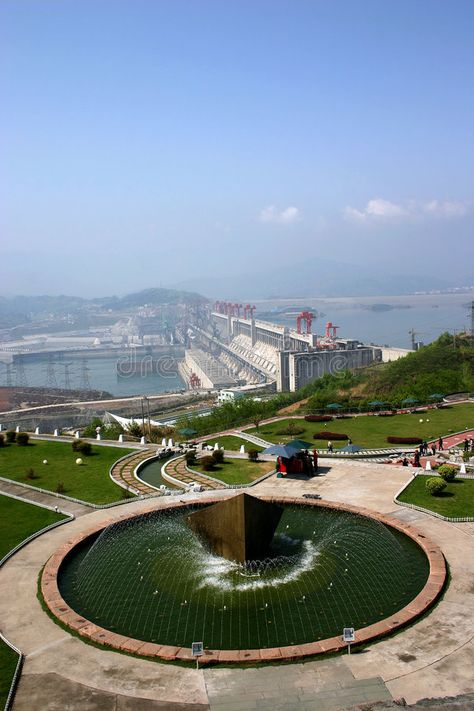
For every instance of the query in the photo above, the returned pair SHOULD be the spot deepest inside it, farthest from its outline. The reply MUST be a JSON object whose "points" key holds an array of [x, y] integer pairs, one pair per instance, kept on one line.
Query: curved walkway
{"points": [[122, 472], [433, 658], [177, 469]]}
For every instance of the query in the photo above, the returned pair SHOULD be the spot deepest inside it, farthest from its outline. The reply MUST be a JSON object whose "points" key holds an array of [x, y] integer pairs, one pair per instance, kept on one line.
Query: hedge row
{"points": [[404, 440], [330, 435]]}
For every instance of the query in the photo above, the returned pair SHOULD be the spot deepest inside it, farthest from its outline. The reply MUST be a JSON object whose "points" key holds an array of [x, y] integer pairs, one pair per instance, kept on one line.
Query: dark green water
{"points": [[151, 579]]}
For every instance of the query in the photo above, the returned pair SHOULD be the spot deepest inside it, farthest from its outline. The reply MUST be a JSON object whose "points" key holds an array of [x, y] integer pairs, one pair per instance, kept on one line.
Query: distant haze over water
{"points": [[366, 319]]}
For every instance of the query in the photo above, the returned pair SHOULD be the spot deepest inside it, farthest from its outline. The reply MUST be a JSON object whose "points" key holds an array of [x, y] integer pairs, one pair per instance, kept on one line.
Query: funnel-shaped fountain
{"points": [[239, 529]]}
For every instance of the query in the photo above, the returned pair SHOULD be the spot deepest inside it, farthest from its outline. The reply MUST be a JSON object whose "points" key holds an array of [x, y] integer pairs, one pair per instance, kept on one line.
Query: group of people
{"points": [[427, 449], [469, 445]]}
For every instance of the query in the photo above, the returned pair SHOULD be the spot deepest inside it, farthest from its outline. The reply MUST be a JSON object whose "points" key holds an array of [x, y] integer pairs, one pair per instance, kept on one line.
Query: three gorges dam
{"points": [[231, 348]]}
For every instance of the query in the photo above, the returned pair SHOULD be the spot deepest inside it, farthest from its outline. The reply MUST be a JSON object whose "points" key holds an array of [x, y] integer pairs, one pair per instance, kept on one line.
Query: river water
{"points": [[428, 314], [381, 320]]}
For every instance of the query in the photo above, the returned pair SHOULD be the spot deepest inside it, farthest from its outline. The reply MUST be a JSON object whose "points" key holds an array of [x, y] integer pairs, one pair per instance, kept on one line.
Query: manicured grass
{"points": [[237, 471], [233, 443], [17, 521], [89, 482], [372, 431], [456, 500]]}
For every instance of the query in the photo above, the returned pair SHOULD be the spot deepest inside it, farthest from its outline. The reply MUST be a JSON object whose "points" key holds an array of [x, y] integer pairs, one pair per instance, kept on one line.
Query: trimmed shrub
{"points": [[208, 463], [404, 440], [291, 429], [435, 485], [218, 456], [22, 438], [79, 445], [190, 457], [447, 472], [330, 435]]}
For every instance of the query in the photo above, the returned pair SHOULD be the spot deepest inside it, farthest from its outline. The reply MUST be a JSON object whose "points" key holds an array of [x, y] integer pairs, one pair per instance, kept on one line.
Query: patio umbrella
{"points": [[299, 444], [281, 450], [351, 448], [409, 401]]}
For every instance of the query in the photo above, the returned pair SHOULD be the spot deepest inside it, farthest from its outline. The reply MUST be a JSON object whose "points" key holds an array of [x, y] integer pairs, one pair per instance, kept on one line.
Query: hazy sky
{"points": [[144, 142]]}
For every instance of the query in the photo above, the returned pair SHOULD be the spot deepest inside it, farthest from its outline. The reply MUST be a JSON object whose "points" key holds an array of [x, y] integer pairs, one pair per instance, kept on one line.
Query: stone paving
{"points": [[432, 658], [122, 472], [177, 469]]}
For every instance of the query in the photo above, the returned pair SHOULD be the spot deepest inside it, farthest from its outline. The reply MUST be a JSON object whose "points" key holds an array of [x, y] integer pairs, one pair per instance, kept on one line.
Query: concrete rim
{"points": [[414, 609]]}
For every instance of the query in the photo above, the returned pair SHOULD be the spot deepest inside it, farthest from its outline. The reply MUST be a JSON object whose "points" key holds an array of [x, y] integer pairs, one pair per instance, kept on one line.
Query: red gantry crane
{"points": [[306, 316]]}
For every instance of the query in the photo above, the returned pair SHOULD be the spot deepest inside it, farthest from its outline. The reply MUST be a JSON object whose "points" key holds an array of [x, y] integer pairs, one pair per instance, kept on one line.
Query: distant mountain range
{"points": [[316, 278], [22, 309]]}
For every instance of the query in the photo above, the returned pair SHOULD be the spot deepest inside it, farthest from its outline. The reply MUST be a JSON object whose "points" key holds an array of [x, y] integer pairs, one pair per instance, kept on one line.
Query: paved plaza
{"points": [[432, 658]]}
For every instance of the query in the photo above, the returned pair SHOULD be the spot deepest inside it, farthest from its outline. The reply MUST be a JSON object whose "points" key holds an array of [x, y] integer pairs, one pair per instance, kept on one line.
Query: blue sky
{"points": [[147, 141]]}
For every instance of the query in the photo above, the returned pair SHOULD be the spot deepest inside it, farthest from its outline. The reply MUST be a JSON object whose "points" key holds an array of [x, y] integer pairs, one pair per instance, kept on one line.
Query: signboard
{"points": [[348, 634], [197, 649]]}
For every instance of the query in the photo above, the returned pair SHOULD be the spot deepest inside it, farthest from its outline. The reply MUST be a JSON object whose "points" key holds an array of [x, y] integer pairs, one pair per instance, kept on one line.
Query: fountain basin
{"points": [[296, 606]]}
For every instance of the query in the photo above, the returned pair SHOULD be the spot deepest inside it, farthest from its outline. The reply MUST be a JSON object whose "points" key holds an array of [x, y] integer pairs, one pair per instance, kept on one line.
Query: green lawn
{"points": [[237, 471], [456, 500], [372, 431], [89, 482], [233, 443], [17, 521]]}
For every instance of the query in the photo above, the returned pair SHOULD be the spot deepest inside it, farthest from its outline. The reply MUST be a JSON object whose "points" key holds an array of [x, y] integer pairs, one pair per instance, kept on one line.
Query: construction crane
{"points": [[306, 316]]}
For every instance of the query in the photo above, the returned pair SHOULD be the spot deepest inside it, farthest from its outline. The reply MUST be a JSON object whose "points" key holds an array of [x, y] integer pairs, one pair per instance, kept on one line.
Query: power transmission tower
{"points": [[51, 381], [9, 379], [67, 375], [84, 383], [21, 381]]}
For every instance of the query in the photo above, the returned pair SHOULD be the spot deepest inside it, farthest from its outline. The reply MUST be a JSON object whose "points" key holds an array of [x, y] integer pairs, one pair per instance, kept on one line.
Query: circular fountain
{"points": [[149, 584]]}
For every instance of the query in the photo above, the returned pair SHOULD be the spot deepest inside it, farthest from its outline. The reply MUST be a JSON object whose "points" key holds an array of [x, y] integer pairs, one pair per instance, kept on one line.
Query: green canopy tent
{"points": [[187, 432], [409, 401], [377, 403]]}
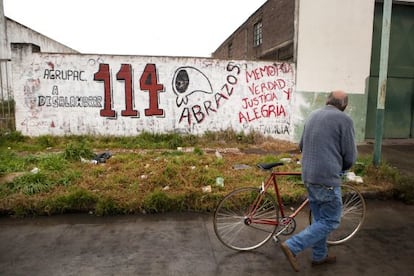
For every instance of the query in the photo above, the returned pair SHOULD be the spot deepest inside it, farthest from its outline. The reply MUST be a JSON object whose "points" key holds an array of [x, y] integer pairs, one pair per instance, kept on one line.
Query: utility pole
{"points": [[382, 80]]}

AIM OF THE TASK –
For every record above, repeat the text exactly and omit any picture.

ANSWER SPACE –
For every instance of the query in the photo above, the returned pair SHOULD be the spot deepest inside it, farthest from its outline. The reply MUST be a JSON object whose "points" key holds an array of [x, y] integer pairs, one pair per instance, kept on one line.
Query: curved walkway
{"points": [[122, 472], [433, 658], [177, 469]]}
For every instance of the query in the photo above, the returned pair SHOULD be the spot deepest inside it, farthest from its outline. The reply MUST be a JSON object whose "points" key holds an array of [x, y] integer pairs, one pair per instance, kept on one line.
Query: hedge row
{"points": [[404, 440], [330, 435]]}
For every instance of the query in the photo above, the returned pair SHOULD be the spot deepest inside it, farthest from its outline. The reply MUST be a JSON object whose "points" key holds an array of [x, y] integer pairs, one pair per instance, kept on one line.
Query: dark green water
{"points": [[151, 579]]}
For every instance of the query in the photo above, the returned pair SHOULD be the spot deepest inside it, farthest from its outline. The reply MUST be a JSON object whose "points" key holds an array of [x, y] integer pairs, one pair per instance, kept on one line.
Query: distant haze over water
{"points": [[366, 319]]}
For every instance of the query in the photo above, the returned pair SHOULD be the spot deepest inside it, farthest from its outline. The reply MUST be a JSON object whose "points" key holds an array of [x, y] integer pairs, one pair per instance, kept on one line.
Query: funnel-shaped fountain
{"points": [[239, 529]]}
For every instance of the query in the photo above, the returned pair SHOULD be the spot deepest inside it, farthest from its outline. The reply MUST be a JSON object whose "points" key holds an array of [x, y] integer pairs, one pair per instance, kept on one line.
Query: group of people
{"points": [[427, 449], [469, 445]]}
For every instance of the query in the photo above, the returned pair SHOULD be the spot deepest inside it, farthest from its outline. The reply MUST be a JSON object whose "points" key holds an array of [x, y] integer pairs, one pair per instance, kept on one line.
Query: three gorges dam
{"points": [[231, 348]]}
For every instance of the query in the photo above, the returned pair SHOULD be the spot deepest inside it, farthest from its outline. The reply MUST be a JSON object whose "points" key holds an array of [x, y] integer pairs, one pair per instance, kept on one line.
Query: river water
{"points": [[428, 314], [381, 320]]}
For every instance of the query in the photo above, the returned pair SHOULD be the spot deepest inside it, farthest from its outline. The reply MUST be a JSON object whose "points" key holds an array of [x, y] integer pairs, one pair per instance, kept on one line.
Query: manicured grass
{"points": [[237, 471], [233, 443], [17, 521], [89, 482], [372, 431], [456, 500]]}
For every instance of the query in the photo above, the returned pair SHOULD be the spot deepest inside it, farthest from its outline. The reply MUST be a JSON object whose "points" key holds an array of [x, y] integer pairs, one pair per instance, kept on one line.
Query: trimmed shrub
{"points": [[208, 463], [404, 440], [291, 429], [435, 485], [218, 456], [22, 438], [79, 445], [190, 457], [447, 472], [330, 435]]}
For every instance of the query in the photo above, the returned pair SHOULD be the spot deepest inside it, farthest from its outline. The reply MUST be a JSON object whose "points" key holds an array of [x, y] integer pairs, one pair per instance, kept on one line.
Query: patio umbrella
{"points": [[299, 444], [281, 450], [351, 448], [409, 401]]}
For every instance of the query in the photo above, the returned pair SHOULD be the spot deepest inside it, farthest from its outline. The reply MUST be a JSON object whose "points" key holds an array of [x, y] integer pairs, one pair per instance, kept on one line.
Query: hazy sky
{"points": [[144, 142]]}
For every instance of the query in the photo above, the returned pair SHOULD be the spot deepest inside it, farthest from its outline. The reply MUST be a JSON object whose "points" key holds an array of [x, y] integer pairs, one pair per instance, kept on one line.
Query: stone paving
{"points": [[432, 658], [122, 472], [177, 469]]}
For every instance of the query in the photo above, the returned pair SHOULD be the spot deepest inside it, farthest from its outline. The reply MUST be a JSON object whose "points" key holds an array of [x, y] integer pairs, one pair per instance, kept on one line.
Query: concrete rim
{"points": [[414, 609]]}
For every instance of the query in the photo above, the returned pair SHOULD be the spot deepest inside it, farthest from its outline. The reply MUST be a JSON object whose "points" key holds an array of [x, y] integer pairs, one pair per instance, kept on one line.
Query: red gantry crane
{"points": [[306, 316]]}
For every instance of the query in the photo above, the returned pair SHOULD be the spot deepest inside it, farthest from its outline. The reply MUST be a JSON object whose "points" key holds an array of [x, y] integer pairs, one pair per instance, kept on one line.
Query: distant mountain range
{"points": [[316, 278], [22, 309]]}
For every instance of the query in the photo above, the returned pair SHOULD be the spot deepest inside it, farthest from its outline. The reply MUST be a JSON object whose "points" key holds an array of [x, y] integer pairs, one pair per instance, kept on one line.
Query: paved plaza
{"points": [[432, 658]]}
For every instance of the query in the photo above, the returned pair SHOULD be the spot deepest inside it, farthest from its outline. The reply MUST be a JSON object whose "points" key holds an array of [x, y] integer pairs, one pair per instance, kept on one line.
Query: blue sky
{"points": [[147, 141]]}
For every instance of the query in the photo above, the returned pair SHOULD be the spot deepest inside it, farthest from its outline. The reply MUST be a JSON object whose "points" key holds an array of [x, y] integer pairs, one pair per instance, kept on one line.
Query: signboard
{"points": [[348, 634], [197, 649]]}
For every instance of the query in the photo above, the returned pair SHOULD be the spot deepest inside it, farthest from its outline. The reply MUST be a JSON object whose "points" key holds an array of [x, y] integer pairs, one pair per instance, kept on one line.
Query: fountain basin
{"points": [[296, 606]]}
For every instance of the query in the photo above, the returned pair SHOULD be the spot deepest inside it, farthest from its outline. The reply MUST be a JSON object whose "points" key holds an array of [x, y] integer pairs, one pair per instance, kept on one line.
Query: green lawn
{"points": [[237, 471], [456, 500], [372, 431], [89, 482], [233, 443], [17, 521]]}
For every instance of the query in the photo above, the returned pair SHOULD be the spot deepest inside it, farthest from its outline. The reply MUST be a JSON object whose "points" key holds an array of [x, y] integer pairs, one pair per instance, kept on one line.
Query: construction crane
{"points": [[306, 316]]}
For every instance of the query in the photo above, the returned pair SHOULD be the spot deepest inside it, farthest from its outline. The reply MUST be a JSON object whose "points" key holds an array of [x, y] integer pairs, one pair per instance, kept on one line.
Query: power transmission tower
{"points": [[51, 381], [9, 379], [67, 375], [84, 383], [21, 381]]}
For every instance of the query in the photo above, the returned pair SHOULD be the spot deepest inside it, farthest from its outline. The reply MUST be a JSON object whose "points" key holds an array of [x, y] integer pairs, one pair per instance, kept on one line.
Query: circular fountain
{"points": [[149, 584]]}
For every instance of the query in the photo above, the returned pair SHOULD be the spot deepest inside it, farthest from its outline. The reply MUST be a JSON object whose "points" key holds an array of [x, y] integer pairs, one pair per instance, kept on one line.
Query: green canopy tent
{"points": [[187, 432], [409, 401], [377, 403]]}
For every instance of the query in the photo above, the returned pair SHOULD be the spot deepest inside it, farthest from its outline. The reply MUST be a JSON object whose "points" key holds an array of [x, y] integer pairs, one pair per instance, kept on one line.
Query: utility pole
{"points": [[382, 80]]}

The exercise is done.